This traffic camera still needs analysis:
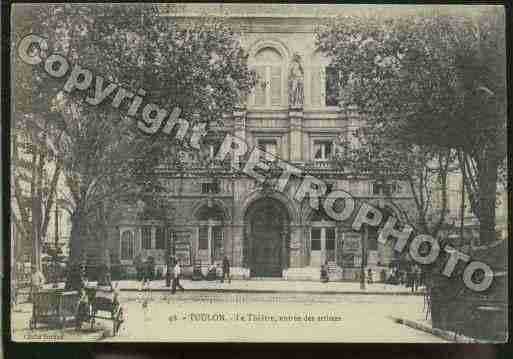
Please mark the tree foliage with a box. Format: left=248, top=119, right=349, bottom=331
left=318, top=7, right=506, bottom=245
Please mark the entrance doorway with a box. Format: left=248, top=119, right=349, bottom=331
left=246, top=198, right=288, bottom=277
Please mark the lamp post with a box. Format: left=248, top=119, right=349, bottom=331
left=360, top=225, right=369, bottom=289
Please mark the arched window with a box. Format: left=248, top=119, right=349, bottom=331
left=253, top=47, right=283, bottom=107
left=367, top=207, right=398, bottom=265
left=310, top=209, right=336, bottom=267
left=121, top=231, right=135, bottom=260
left=196, top=205, right=224, bottom=263
left=309, top=52, right=339, bottom=108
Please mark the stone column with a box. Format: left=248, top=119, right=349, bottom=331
left=233, top=107, right=246, bottom=140
left=289, top=109, right=303, bottom=162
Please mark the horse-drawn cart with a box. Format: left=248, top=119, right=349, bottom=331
left=29, top=289, right=78, bottom=329
left=85, top=286, right=123, bottom=335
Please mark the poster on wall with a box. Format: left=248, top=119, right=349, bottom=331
left=343, top=232, right=362, bottom=254
left=175, top=242, right=191, bottom=266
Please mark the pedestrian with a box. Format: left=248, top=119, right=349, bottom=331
left=75, top=288, right=91, bottom=330
left=221, top=256, right=232, bottom=283
left=137, top=279, right=145, bottom=303
left=367, top=268, right=373, bottom=284
left=30, top=266, right=45, bottom=303
left=321, top=264, right=330, bottom=283
left=171, top=261, right=185, bottom=294
left=207, top=261, right=217, bottom=280
left=413, top=265, right=420, bottom=292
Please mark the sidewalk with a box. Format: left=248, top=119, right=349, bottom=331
left=390, top=316, right=482, bottom=344
left=91, top=279, right=424, bottom=296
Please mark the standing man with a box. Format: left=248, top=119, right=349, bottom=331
left=221, top=256, right=232, bottom=283
left=30, top=266, right=45, bottom=302
left=171, top=261, right=185, bottom=294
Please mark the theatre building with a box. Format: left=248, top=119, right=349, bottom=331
left=109, top=4, right=411, bottom=280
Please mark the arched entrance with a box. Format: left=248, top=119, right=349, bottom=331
left=244, top=197, right=289, bottom=277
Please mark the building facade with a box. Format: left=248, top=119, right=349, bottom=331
left=106, top=5, right=418, bottom=280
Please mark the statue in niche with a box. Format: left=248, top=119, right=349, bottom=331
left=289, top=53, right=304, bottom=109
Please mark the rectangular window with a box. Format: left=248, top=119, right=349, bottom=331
left=201, top=182, right=220, bottom=194
left=155, top=227, right=166, bottom=249
left=311, top=228, right=321, bottom=251
left=198, top=226, right=208, bottom=250
left=325, top=66, right=339, bottom=106
left=270, top=66, right=281, bottom=106
left=255, top=66, right=269, bottom=107
left=258, top=140, right=278, bottom=161
left=372, top=182, right=398, bottom=196
left=141, top=226, right=151, bottom=249
left=208, top=142, right=221, bottom=159
left=313, top=140, right=333, bottom=161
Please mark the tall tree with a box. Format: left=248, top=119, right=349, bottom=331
left=318, top=7, right=506, bottom=242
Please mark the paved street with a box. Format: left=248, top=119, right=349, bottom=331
left=101, top=292, right=444, bottom=342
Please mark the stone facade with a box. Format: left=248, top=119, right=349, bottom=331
left=110, top=4, right=411, bottom=280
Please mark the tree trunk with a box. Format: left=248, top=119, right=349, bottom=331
left=478, top=155, right=499, bottom=244
left=66, top=208, right=85, bottom=290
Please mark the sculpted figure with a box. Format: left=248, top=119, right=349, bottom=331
left=289, top=53, right=304, bottom=109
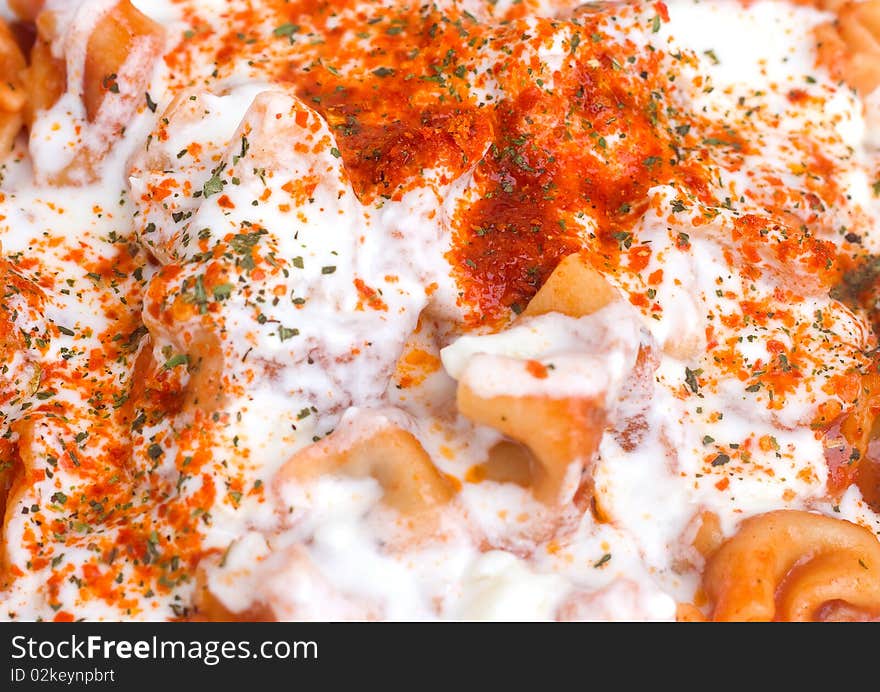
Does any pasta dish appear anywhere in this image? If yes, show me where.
[0,0,880,621]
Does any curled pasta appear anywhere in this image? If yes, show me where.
[0,20,27,155]
[457,383,605,504]
[8,0,46,21]
[703,510,880,621]
[457,254,618,505]
[523,254,619,317]
[279,426,453,521]
[816,0,880,96]
[26,0,164,185]
[83,0,162,122]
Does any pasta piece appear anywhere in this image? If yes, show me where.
[8,0,46,22]
[522,254,619,317]
[83,0,163,124]
[0,19,27,157]
[816,0,880,96]
[27,0,164,185]
[703,510,880,621]
[279,426,453,520]
[24,21,67,127]
[189,565,276,622]
[457,383,605,505]
[457,254,618,505]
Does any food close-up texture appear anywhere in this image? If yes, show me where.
[0,0,880,622]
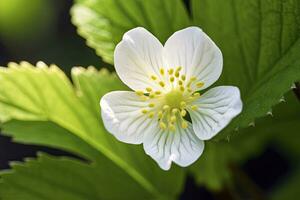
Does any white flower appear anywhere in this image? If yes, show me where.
[100,27,242,170]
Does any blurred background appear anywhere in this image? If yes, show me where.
[0,0,298,199]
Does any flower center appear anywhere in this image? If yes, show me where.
[165,90,184,108]
[136,67,203,131]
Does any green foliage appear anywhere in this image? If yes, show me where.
[71,0,189,64]
[190,92,300,190]
[0,154,149,200]
[0,0,300,200]
[71,0,300,139]
[192,0,300,138]
[0,62,183,197]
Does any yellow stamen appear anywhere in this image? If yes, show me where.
[169,124,175,131]
[170,115,176,123]
[158,111,163,119]
[146,88,152,92]
[149,103,155,108]
[149,93,155,99]
[168,69,174,75]
[159,122,167,130]
[159,81,165,87]
[135,90,144,96]
[196,82,204,88]
[176,66,182,72]
[180,101,186,108]
[181,121,188,129]
[180,110,186,117]
[172,108,178,114]
[155,91,161,95]
[151,75,157,81]
[148,112,154,118]
[163,105,170,110]
[193,92,200,97]
[191,105,198,110]
[159,68,165,75]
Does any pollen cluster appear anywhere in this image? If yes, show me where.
[136,67,204,131]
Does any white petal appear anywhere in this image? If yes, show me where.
[188,86,243,140]
[143,124,204,170]
[100,91,155,144]
[164,27,223,89]
[114,27,164,90]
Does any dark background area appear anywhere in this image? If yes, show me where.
[0,0,290,200]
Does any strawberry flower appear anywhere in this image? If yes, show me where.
[100,27,242,170]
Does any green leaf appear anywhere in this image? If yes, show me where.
[71,0,189,63]
[190,92,300,190]
[192,0,300,138]
[0,154,149,200]
[71,0,300,139]
[270,169,300,200]
[0,62,184,197]
[1,120,100,162]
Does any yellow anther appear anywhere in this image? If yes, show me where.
[146,88,152,92]
[149,93,155,99]
[163,105,170,110]
[176,67,182,72]
[159,81,165,87]
[135,90,144,96]
[193,92,200,97]
[142,109,148,114]
[181,121,188,128]
[141,96,149,101]
[159,122,167,130]
[170,115,176,123]
[169,124,176,131]
[180,101,186,108]
[148,103,155,108]
[155,91,161,95]
[150,75,157,81]
[148,112,154,118]
[196,82,204,88]
[180,110,186,117]
[159,68,165,75]
[191,105,198,110]
[172,108,178,114]
[168,69,174,75]
[191,76,197,82]
[157,111,163,119]
[170,76,175,83]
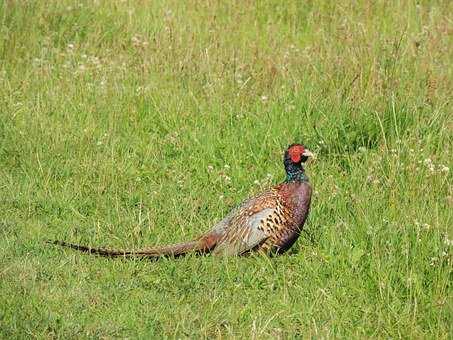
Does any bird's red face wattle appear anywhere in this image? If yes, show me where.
[288,145,305,163]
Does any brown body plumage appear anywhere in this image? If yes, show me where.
[49,144,312,258]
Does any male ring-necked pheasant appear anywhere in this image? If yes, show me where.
[50,144,313,258]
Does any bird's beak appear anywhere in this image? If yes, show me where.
[302,149,316,159]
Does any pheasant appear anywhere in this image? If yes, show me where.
[48,144,313,258]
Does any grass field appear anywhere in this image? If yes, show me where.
[0,0,453,339]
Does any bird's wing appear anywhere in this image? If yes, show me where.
[213,192,277,255]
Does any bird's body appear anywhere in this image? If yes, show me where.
[51,144,312,258]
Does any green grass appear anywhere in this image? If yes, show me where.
[0,0,453,339]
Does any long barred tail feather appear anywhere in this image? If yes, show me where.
[46,237,214,258]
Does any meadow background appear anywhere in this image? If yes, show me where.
[0,0,453,339]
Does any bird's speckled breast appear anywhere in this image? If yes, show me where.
[264,182,312,253]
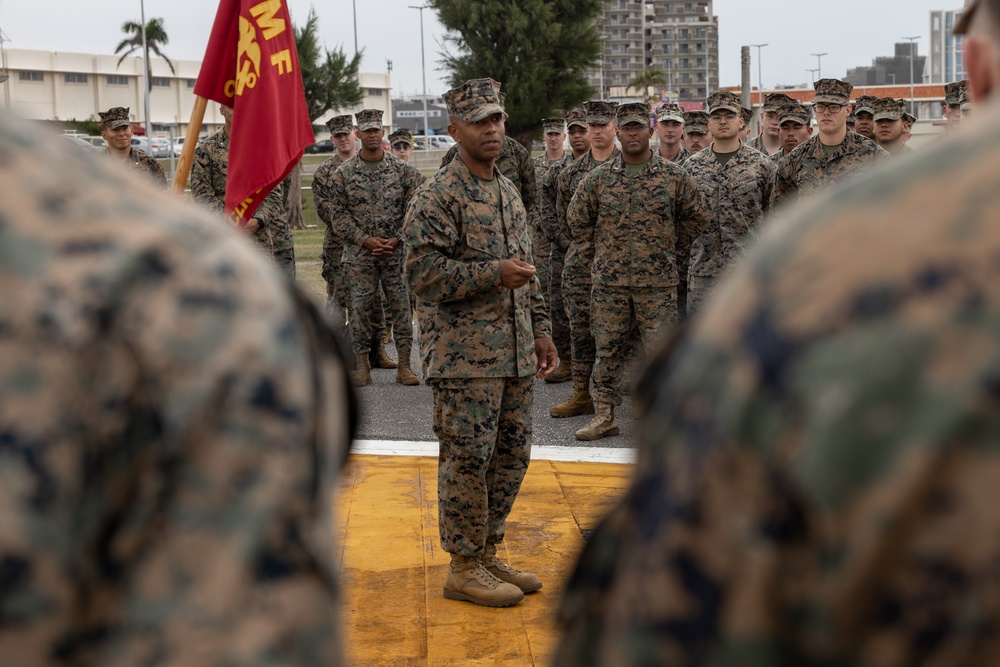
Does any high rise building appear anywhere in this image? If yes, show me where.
[588,0,719,103]
[926,9,967,83]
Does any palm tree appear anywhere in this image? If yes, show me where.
[115,18,176,88]
[625,69,667,102]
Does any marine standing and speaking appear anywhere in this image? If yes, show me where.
[403,79,557,607]
[191,104,295,282]
[327,109,424,387]
[99,107,167,188]
[567,102,708,440]
[682,91,777,317]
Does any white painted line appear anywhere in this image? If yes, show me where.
[351,440,635,465]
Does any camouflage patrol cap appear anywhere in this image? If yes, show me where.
[566,109,587,129]
[389,130,413,148]
[684,111,708,134]
[851,95,878,116]
[354,109,382,132]
[583,100,618,125]
[872,97,906,120]
[944,79,969,106]
[656,103,684,123]
[326,114,354,136]
[615,102,651,127]
[542,118,566,134]
[763,93,798,113]
[98,107,132,130]
[813,79,854,105]
[705,90,743,116]
[444,78,504,123]
[778,102,812,125]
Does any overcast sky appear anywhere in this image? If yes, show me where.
[0,0,964,96]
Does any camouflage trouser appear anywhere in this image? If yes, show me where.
[562,265,597,384]
[319,239,350,322]
[546,244,571,360]
[591,285,679,405]
[271,248,295,285]
[344,252,413,359]
[428,376,534,556]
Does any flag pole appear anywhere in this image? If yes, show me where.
[171,95,208,195]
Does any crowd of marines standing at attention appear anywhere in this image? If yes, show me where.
[101,73,971,440]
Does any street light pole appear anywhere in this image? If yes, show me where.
[809,53,829,79]
[409,5,431,154]
[903,35,920,116]
[139,0,153,144]
[750,44,768,108]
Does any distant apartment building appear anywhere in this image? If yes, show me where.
[927,9,968,83]
[588,0,719,105]
[0,49,392,136]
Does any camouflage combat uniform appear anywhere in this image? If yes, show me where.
[774,125,889,205]
[101,148,167,188]
[441,137,538,215]
[538,153,573,362]
[403,159,550,556]
[556,148,621,386]
[0,112,350,667]
[684,146,777,317]
[191,130,295,282]
[312,153,350,320]
[567,153,707,405]
[328,152,424,359]
[554,99,1000,667]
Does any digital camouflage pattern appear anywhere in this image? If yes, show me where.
[403,153,550,379]
[101,148,167,189]
[312,153,351,320]
[684,146,777,317]
[430,377,534,556]
[556,148,621,383]
[191,130,295,272]
[0,116,350,667]
[774,131,889,206]
[328,153,424,357]
[441,136,538,215]
[567,153,708,405]
[554,102,1000,667]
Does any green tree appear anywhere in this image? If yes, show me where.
[427,0,604,150]
[115,18,174,88]
[285,9,362,229]
[626,69,667,102]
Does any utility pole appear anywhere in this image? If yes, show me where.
[410,5,431,155]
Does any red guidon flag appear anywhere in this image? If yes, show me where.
[194,0,315,226]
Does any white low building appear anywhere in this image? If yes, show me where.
[2,49,392,136]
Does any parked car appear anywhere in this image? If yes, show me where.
[150,137,174,158]
[306,139,333,153]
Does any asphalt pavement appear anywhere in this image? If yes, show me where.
[357,345,635,447]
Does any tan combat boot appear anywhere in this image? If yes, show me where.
[444,554,524,607]
[396,347,420,387]
[545,359,573,384]
[549,380,594,417]
[375,326,396,368]
[351,354,372,387]
[576,403,621,440]
[483,546,542,593]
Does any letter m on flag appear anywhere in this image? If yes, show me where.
[194,0,315,225]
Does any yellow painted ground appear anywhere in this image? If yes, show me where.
[336,456,631,667]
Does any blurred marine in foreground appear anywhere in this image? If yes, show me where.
[0,117,351,667]
[555,0,1000,667]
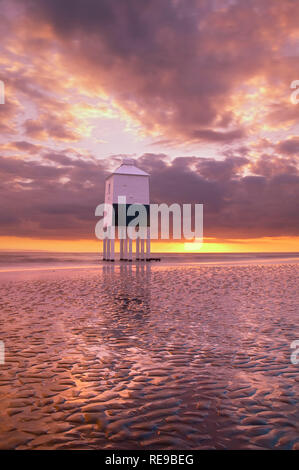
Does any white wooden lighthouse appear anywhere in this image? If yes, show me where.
[103,158,151,261]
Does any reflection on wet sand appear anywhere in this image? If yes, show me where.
[0,263,299,449]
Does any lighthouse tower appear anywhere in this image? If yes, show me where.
[103,158,150,261]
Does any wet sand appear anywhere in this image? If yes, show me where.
[0,262,299,449]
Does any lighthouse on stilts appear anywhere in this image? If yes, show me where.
[103,158,151,261]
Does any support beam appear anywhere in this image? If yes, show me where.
[140,238,144,261]
[110,238,115,261]
[118,227,124,260]
[103,238,107,261]
[106,238,110,261]
[128,238,133,261]
[124,229,128,261]
[146,227,151,261]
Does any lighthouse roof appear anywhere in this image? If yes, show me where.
[113,158,150,176]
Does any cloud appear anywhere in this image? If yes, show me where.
[0,152,299,239]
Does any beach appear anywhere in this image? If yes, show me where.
[0,257,299,450]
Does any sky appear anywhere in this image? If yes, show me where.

■ **Problem to work on**:
Copy the listing from its first line through the line containing "left=318, top=7, right=506, bottom=245", inclusive, with "tree foliage" replaced by "tree canopy" and nothing else altered. Leave the pictures out.

■ **Full answer**:
This traffic camera still needs analysis:
Please mark the tree canopy with a box. Format: left=248, top=119, right=349, bottom=331
left=318, top=7, right=506, bottom=245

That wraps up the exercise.